Records from a data collection:
* start *

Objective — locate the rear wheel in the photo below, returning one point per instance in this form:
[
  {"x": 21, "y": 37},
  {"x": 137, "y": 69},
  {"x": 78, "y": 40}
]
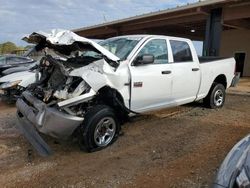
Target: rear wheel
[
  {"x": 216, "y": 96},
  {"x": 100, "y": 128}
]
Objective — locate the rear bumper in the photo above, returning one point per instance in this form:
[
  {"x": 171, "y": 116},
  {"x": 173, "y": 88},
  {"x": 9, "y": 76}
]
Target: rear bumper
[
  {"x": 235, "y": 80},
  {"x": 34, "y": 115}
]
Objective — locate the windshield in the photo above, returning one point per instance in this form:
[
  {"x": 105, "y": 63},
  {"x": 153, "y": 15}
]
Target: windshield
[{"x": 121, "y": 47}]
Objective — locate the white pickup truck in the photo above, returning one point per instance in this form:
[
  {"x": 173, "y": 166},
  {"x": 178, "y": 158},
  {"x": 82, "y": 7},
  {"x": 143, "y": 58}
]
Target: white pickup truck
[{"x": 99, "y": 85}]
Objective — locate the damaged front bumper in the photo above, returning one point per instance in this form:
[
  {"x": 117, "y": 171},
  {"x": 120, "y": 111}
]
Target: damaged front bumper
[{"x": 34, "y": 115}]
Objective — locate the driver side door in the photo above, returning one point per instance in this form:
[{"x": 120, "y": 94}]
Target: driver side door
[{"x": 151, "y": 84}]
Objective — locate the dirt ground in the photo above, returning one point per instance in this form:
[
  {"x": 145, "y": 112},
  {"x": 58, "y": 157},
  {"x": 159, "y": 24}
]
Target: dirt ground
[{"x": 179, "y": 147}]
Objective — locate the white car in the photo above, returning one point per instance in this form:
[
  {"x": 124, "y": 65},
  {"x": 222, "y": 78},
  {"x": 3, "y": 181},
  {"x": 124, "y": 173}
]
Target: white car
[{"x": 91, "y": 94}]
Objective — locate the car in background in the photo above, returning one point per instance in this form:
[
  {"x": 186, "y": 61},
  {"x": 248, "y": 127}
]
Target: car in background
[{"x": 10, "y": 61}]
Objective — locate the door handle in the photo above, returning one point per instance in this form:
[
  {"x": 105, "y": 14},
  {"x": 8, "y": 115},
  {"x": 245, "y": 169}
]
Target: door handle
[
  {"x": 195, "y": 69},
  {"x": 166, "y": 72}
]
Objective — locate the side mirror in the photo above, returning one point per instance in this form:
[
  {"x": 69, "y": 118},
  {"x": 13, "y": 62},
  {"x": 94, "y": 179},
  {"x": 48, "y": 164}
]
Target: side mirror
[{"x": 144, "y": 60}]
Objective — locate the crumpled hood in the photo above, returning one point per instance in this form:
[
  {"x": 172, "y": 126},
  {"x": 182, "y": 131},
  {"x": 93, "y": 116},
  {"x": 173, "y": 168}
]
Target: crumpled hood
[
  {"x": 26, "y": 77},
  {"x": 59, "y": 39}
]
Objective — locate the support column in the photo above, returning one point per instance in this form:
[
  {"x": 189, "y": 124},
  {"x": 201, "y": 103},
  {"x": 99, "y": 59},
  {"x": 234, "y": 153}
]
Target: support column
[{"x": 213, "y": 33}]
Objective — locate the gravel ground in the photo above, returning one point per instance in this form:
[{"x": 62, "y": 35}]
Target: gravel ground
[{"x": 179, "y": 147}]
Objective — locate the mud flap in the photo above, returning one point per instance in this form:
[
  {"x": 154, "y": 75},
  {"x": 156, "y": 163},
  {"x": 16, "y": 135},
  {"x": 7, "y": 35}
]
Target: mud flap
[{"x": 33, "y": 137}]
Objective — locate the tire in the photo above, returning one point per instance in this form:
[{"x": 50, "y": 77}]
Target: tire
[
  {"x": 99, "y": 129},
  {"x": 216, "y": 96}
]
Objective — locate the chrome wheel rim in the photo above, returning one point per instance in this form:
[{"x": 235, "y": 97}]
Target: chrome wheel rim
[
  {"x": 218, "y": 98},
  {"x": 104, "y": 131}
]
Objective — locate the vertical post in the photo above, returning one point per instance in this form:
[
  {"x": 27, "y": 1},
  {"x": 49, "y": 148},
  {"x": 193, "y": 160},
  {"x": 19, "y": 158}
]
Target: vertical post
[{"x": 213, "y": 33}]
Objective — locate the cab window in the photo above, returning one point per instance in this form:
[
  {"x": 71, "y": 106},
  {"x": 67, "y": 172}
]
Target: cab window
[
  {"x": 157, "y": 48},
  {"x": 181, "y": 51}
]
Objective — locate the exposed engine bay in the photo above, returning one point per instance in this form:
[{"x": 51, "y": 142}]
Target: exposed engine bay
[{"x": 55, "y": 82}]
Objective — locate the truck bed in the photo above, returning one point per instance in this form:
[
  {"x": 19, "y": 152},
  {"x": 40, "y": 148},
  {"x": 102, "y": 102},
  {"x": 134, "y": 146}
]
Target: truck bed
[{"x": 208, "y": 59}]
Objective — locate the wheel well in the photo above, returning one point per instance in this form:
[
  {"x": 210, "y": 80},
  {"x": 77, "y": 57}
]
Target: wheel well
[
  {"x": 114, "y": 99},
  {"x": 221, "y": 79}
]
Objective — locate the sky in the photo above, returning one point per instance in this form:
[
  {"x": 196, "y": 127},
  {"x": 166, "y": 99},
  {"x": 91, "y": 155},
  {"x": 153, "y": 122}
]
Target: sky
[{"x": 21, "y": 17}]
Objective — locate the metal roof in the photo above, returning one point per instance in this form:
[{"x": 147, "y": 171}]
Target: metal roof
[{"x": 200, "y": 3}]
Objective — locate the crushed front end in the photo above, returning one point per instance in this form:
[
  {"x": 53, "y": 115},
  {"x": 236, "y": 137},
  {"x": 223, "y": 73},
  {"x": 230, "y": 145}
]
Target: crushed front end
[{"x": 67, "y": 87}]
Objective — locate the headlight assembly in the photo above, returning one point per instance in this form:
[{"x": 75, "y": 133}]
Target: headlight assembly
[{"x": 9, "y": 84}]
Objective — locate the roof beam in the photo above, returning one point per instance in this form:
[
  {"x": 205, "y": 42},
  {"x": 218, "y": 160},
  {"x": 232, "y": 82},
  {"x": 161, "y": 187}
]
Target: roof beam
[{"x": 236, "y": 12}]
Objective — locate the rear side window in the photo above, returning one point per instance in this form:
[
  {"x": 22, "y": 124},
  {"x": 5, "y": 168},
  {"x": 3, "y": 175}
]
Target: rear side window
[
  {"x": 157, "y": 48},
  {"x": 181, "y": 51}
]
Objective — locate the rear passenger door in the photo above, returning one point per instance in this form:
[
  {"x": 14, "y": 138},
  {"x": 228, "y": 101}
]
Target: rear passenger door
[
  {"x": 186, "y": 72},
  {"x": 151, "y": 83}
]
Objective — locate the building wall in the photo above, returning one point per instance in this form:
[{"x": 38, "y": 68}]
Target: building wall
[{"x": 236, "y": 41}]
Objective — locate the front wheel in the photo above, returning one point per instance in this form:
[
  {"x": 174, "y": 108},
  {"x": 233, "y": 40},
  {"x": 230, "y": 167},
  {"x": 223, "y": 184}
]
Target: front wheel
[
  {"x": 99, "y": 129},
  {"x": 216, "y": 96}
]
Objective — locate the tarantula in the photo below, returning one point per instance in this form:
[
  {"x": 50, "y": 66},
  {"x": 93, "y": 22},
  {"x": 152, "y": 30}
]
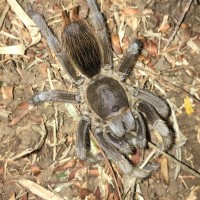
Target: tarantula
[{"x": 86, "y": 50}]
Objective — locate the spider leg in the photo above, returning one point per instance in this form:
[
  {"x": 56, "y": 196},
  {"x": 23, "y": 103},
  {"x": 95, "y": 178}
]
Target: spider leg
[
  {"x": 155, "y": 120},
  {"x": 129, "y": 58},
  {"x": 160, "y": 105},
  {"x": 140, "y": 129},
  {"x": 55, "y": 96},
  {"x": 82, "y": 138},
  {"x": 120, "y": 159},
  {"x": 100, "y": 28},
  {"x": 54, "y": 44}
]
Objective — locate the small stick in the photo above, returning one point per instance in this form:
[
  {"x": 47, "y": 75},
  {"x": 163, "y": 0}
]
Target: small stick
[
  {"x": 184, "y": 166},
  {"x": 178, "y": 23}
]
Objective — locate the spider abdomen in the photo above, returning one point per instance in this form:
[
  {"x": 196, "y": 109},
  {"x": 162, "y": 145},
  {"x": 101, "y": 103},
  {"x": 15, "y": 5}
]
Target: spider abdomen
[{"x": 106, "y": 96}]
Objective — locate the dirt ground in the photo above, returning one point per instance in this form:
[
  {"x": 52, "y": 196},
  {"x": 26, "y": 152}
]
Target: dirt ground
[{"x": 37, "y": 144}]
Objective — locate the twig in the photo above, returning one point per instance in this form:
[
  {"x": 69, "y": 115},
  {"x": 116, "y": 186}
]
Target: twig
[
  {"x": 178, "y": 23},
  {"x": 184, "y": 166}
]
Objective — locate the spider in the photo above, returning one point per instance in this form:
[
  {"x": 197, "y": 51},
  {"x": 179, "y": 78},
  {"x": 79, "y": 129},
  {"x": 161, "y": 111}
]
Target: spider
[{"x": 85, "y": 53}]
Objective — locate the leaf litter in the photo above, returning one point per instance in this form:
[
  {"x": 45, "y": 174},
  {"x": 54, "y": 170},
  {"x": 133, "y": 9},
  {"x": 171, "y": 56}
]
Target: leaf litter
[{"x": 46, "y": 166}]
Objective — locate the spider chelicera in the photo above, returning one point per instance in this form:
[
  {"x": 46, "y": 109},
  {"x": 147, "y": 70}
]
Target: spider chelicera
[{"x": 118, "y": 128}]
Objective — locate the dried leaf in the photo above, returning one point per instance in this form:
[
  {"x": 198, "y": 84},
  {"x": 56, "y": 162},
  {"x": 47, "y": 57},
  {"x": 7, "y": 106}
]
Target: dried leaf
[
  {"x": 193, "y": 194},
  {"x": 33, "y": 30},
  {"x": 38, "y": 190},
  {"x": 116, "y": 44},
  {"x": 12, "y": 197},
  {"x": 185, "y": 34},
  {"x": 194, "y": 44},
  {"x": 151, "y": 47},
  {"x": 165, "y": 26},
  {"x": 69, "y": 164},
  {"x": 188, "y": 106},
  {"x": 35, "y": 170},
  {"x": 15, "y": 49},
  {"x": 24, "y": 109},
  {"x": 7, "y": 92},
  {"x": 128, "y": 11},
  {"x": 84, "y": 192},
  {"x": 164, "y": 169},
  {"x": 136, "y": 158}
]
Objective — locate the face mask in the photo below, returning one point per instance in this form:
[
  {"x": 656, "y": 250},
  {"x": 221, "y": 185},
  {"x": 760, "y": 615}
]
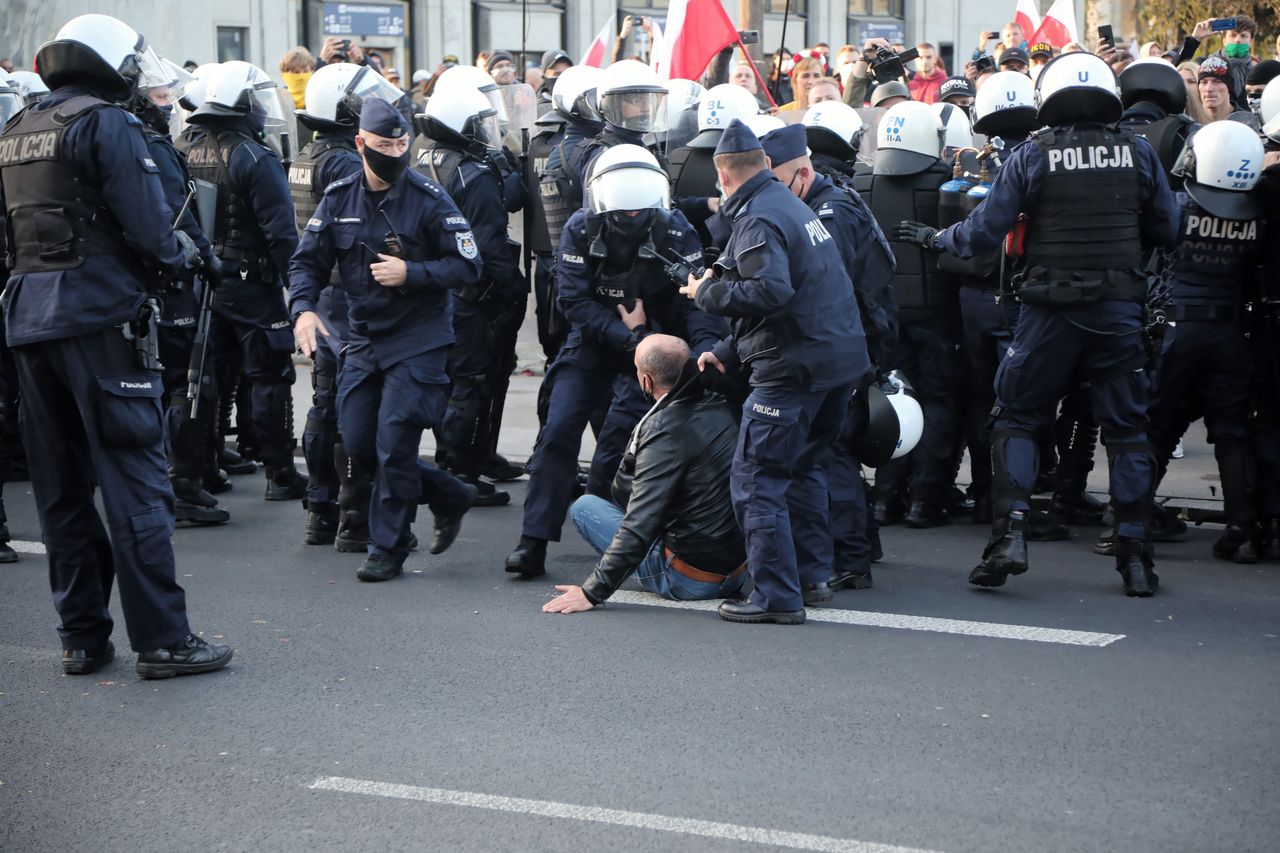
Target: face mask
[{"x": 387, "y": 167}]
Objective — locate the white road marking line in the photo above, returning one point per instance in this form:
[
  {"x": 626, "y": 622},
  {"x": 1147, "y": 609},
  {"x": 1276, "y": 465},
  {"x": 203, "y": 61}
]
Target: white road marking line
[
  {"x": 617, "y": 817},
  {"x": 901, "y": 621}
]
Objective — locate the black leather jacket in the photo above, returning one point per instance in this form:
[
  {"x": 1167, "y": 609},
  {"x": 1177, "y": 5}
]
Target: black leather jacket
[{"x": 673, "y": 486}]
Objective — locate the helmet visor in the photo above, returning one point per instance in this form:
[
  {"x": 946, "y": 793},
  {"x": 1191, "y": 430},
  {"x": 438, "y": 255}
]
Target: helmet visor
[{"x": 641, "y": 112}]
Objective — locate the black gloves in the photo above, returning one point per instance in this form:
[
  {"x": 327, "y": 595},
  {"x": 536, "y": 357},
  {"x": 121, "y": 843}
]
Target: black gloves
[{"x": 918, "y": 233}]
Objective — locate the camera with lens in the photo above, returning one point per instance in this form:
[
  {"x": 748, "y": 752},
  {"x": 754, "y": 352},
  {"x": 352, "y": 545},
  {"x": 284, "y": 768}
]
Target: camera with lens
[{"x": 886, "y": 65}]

* end *

What you are asked to do: Put every line from the one containing "Objective — locate the black leather" through the end of the records into a numbered list, leaving out blank lines.

Output for this task:
1. Objective — locate the black leather jacket in the photo above, returning one point per instance in this form:
2. [
3.   {"x": 1167, "y": 609},
4.   {"x": 1177, "y": 5}
5. ]
6. Target: black leather jacket
7. [{"x": 673, "y": 486}]
8. Objective — locate the helmet visor in the photo above, returning one point per instance in this form:
9. [
10.   {"x": 946, "y": 793},
11.   {"x": 1191, "y": 430},
12.   {"x": 438, "y": 255}
13. ]
14. Target: helmet visor
15. [{"x": 641, "y": 112}]
16. Objective — locate the black gloves in the photo above, returning one point per instance in this form:
17. [
18.   {"x": 327, "y": 595},
19.   {"x": 536, "y": 357},
20.   {"x": 121, "y": 843}
21. ]
22. Target: black gloves
23. [{"x": 918, "y": 233}]
24. Objective — locate the camera with lens in the photo above, returning one point per instance in this form:
25. [
26.   {"x": 748, "y": 752},
27.   {"x": 754, "y": 352},
28.   {"x": 352, "y": 545},
29.   {"x": 284, "y": 768}
30. ]
31. Target: camera with lens
32. [{"x": 886, "y": 65}]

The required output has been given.